§ **DIRECTIVE 1**: Edit the rows from the line with "Where in the photo above do you see the river" to the line with "[0,196,561,393]", swapping "river water" for "lake water" and keeping everything else the same. Return only those lines.
§ **DIRECTIVE 2**: Write the next part of the rant about the Aflac duck, starting after its final sentence.

§ **SOURCE**:

....

Long time, part time or morphin’ time readers may know I have an ongoing feud with ducks. The Aflac duck, akadaka “The Aflac Duck” usually doesn’t factor into our dispute… I consider the rivalry to be of an honorable sort, or as closest a wretched scoundrel duck can come to that, but this duck is but a dirty uncouth rapscallion without even the minimal decency of its fethren. I’m sure some person, some place thinks it is comendable that advertisers attempt to make their filths tolerable to larger audiences then those who might have an immediate “need” to purchase insurance, but that ignores the fact that there’s no reason for anyone to watch ads or accept that they are shown. And insurance in general is a dire, dire
It’s bad enough when every fumblewig who can afford ad time thinks they’re so clever commissioning wooden puppets of themselves roundabout December, but this is… slightly more bad than that.
I don’t even like stupid rudolph the dumb red idiot nosed moron reindeer and I think the recent aflac ad, which I can easily embed in this page but never will, is, was despicable. Like worse than the other ones. I suppose it’s good that the ad was “unauthorized,” meaning whoever owns the rights to the characters and situations and such gave no assistance or permission, but it’s also bad because that means anybody can make a cheap daft Winnie-the-pooh-job ad with any characters they want and get away with it. Not that anybody really “owns” Santa Claus, but I think we’re smart enough to know when something’s an obviously derivative work which exists exclusively to sell a product or service and only attempts to be entertaining to distract us from that while it takes our nostalgia behind a barn and shoots it in the head. Fortunately, the ad is so quick and crowded -and I knew it was coming! I was mentally prepared in advance when I watched it online- plus the addition of that tiresome duck which never wasn’t annoying that no one could possibly like or excuse it.

....

Stored data entries

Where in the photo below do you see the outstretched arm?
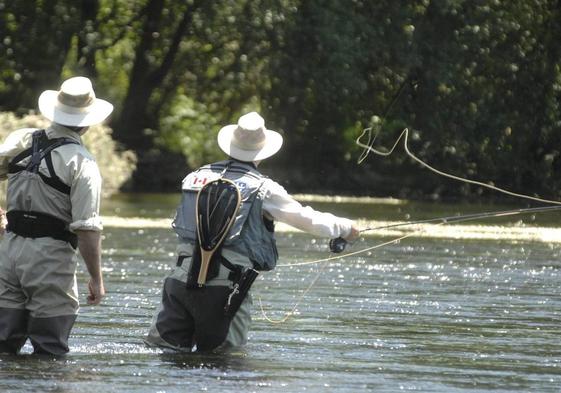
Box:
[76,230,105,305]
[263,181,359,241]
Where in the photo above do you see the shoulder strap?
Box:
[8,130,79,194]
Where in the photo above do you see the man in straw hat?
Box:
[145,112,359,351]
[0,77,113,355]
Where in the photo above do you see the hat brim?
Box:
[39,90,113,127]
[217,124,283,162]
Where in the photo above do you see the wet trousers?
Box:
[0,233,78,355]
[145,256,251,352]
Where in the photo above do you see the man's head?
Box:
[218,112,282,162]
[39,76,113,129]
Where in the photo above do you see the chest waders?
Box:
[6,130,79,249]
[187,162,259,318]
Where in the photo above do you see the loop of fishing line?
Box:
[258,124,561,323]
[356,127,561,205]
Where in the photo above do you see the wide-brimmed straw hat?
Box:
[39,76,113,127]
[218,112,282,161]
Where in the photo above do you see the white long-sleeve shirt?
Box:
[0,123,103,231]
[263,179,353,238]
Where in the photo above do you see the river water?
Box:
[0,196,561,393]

....

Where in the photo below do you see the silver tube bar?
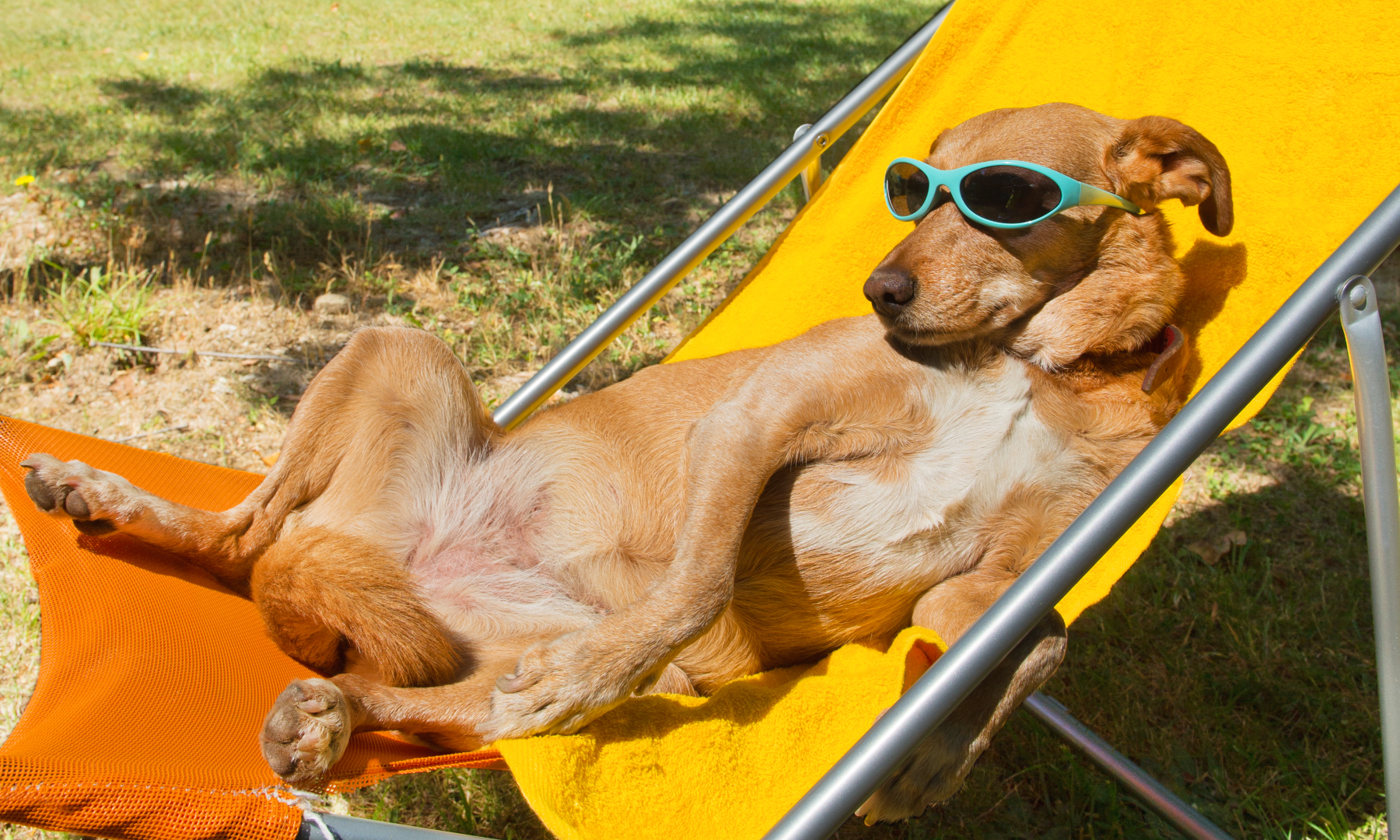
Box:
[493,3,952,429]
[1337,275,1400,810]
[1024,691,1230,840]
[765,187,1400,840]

....

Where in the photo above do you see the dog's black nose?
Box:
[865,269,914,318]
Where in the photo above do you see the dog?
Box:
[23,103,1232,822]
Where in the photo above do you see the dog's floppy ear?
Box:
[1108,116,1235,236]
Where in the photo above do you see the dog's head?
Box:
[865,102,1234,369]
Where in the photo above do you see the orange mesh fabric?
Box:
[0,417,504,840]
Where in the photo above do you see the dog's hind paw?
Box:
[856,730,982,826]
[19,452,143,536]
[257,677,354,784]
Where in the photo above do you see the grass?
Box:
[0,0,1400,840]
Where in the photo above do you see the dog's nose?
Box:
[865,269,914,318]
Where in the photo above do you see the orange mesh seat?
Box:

....

§ **EXERCISE RESPONSE 1**:
Where in the photo above do you see the lake water?
Box:
[0,196,561,393]

§ **EXERCISE RESPONSE 2**:
Also, am I the only person who’s bothered by these vague “smart dates” that show up all over the place now? That really messes with the accuracy of my screen grasps if I don’t use them right away; all my rudolph abuse occurs past immediate relevance so you know I mean bidness. I prefer to see a simple calendar figure. It doesn’t matter to me if you put the month number first or second. I’ll figure it out from the context the first time and remember it after that. I’m smarter than I eat.
Even at the moment the dates are generated, when they’re correct, I have no immediate concept of what “four weeks ago” means. Was that in November? Was that in… no, that’s twenty eight days, right? Almost a month. So what about “1 month ago,” then? And how do I know when something occurred beween 1 and 2 months ago? As far as this system is concerned everything happened on the same day. Grapety purple, I need to know these things! We aren’t talking about veoh comments, after all. Stop trying to make the past seem like uncertain memories of insubordinate importance which are worth knowing with decreasing specificness the older they get! We have the technology to know exactly when these messages were left! If I choose to say an event took place one month, two weeks, three days, back to back law and orders and a belt buckle ago, it should be my choice! And it won’t be! Screebidy deebidy!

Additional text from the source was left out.